───── RECORDS PROVIDED ─────

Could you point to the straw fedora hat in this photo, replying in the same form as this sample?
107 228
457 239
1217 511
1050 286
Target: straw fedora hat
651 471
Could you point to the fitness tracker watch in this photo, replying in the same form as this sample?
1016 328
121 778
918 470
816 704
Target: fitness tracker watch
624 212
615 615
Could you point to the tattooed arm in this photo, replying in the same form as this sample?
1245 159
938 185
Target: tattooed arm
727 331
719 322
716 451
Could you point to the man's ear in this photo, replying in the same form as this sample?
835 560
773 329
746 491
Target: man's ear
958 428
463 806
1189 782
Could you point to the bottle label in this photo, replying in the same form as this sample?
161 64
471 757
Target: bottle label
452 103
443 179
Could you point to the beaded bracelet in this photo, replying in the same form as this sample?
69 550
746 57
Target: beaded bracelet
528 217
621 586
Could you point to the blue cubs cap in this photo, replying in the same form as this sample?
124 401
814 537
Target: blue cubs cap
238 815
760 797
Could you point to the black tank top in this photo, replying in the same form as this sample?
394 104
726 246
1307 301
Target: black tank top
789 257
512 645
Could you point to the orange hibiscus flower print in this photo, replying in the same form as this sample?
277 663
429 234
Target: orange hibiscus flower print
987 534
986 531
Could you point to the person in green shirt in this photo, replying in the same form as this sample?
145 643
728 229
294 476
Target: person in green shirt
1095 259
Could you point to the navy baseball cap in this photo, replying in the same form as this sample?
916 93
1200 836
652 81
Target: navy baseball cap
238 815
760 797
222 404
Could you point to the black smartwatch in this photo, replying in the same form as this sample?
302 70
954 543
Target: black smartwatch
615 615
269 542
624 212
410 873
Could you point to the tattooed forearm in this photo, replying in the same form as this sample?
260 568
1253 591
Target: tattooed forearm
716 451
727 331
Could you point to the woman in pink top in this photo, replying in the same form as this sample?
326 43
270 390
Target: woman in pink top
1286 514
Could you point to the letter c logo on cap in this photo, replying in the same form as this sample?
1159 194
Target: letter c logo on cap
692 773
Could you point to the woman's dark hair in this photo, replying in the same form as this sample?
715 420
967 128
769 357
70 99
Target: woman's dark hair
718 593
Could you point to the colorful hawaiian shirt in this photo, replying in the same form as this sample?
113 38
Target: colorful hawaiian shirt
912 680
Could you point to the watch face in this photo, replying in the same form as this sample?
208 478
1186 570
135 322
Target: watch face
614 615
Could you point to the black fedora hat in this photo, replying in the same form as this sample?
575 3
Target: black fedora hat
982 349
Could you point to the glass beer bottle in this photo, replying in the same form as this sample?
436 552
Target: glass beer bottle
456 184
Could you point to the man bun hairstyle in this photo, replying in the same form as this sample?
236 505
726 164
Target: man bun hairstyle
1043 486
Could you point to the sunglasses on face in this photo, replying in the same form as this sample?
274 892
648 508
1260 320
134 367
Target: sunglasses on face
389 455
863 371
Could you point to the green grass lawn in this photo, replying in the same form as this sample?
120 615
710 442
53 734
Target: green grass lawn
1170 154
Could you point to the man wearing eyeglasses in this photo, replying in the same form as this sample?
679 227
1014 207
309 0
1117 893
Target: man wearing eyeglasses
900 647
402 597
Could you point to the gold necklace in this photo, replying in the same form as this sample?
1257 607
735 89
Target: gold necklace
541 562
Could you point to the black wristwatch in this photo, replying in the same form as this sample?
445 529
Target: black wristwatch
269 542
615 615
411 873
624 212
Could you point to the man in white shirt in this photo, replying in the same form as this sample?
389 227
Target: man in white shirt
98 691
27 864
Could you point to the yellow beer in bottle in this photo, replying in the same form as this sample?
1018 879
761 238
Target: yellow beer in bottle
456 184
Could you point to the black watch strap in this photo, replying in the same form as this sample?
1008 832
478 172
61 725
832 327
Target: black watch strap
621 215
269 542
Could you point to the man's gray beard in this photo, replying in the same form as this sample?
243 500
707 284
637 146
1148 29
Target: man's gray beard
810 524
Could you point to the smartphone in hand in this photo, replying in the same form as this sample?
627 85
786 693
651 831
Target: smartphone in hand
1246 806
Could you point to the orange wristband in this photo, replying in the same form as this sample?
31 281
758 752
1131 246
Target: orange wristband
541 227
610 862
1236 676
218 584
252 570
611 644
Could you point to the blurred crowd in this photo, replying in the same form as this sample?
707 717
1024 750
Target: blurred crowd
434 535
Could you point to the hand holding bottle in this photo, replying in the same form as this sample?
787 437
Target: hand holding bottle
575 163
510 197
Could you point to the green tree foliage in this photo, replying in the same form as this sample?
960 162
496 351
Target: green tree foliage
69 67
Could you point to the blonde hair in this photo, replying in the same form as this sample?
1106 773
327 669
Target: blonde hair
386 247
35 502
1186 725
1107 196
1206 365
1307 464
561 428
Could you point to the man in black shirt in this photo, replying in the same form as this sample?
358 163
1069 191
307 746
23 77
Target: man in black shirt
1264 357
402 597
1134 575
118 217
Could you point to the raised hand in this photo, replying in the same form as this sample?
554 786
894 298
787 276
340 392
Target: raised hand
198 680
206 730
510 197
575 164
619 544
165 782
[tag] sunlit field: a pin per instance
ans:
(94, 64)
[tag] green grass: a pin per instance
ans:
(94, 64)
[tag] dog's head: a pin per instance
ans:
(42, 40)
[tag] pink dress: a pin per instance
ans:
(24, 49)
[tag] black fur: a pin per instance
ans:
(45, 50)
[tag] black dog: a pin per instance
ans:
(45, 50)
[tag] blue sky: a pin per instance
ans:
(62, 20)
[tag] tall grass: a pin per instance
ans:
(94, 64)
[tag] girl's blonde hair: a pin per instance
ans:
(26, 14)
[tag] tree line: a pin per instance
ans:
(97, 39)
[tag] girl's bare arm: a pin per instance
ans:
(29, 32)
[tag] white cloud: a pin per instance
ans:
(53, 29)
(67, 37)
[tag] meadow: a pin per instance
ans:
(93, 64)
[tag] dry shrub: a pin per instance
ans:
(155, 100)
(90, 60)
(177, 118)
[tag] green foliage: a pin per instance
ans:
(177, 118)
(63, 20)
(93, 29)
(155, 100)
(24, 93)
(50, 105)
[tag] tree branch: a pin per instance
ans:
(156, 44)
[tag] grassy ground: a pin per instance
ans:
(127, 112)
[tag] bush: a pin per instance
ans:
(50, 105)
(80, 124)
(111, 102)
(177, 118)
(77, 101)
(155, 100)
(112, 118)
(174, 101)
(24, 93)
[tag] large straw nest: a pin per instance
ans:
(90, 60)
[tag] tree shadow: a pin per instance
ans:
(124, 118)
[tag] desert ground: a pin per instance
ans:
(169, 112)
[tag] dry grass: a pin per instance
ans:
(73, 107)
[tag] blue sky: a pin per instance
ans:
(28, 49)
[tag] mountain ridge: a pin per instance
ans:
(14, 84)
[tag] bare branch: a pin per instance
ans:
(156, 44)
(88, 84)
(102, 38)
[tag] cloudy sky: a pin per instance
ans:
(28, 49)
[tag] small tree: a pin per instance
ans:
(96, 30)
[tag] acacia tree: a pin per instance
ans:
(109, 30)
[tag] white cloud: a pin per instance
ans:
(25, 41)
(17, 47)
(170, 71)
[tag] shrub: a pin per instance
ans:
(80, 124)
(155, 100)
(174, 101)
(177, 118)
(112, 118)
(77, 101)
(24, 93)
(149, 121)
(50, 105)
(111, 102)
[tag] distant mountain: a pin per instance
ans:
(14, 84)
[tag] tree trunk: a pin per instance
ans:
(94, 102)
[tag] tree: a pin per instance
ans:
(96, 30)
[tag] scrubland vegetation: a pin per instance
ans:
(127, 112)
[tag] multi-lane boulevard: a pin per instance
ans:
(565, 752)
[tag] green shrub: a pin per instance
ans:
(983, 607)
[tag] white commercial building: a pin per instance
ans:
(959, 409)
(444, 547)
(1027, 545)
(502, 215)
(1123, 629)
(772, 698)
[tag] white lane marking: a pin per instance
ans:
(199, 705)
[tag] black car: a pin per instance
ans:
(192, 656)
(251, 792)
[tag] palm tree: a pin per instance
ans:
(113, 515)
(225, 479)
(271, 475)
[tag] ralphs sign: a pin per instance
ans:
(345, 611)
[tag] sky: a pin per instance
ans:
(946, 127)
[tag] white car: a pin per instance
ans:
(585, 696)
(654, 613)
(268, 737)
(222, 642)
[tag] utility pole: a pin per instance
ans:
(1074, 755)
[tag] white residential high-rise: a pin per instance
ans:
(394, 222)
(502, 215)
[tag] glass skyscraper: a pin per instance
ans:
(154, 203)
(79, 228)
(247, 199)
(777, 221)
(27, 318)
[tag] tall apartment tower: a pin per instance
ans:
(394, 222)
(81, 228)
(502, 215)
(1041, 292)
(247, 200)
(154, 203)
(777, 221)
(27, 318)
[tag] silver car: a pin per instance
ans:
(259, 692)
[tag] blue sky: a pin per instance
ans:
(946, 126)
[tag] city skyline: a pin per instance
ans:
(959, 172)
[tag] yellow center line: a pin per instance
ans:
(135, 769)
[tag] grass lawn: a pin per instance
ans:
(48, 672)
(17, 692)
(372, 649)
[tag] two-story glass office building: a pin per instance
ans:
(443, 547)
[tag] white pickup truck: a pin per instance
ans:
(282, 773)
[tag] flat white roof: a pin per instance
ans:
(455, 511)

─────

- _TASK DIRECTIONS_
Please find each line in the records above that holds the word "mountain", and copy it.

- _SOLUTION TO THE PROBLEM_
[tag] mountain ridge: a pin per instance
[tag] distant mountain: a pin per instance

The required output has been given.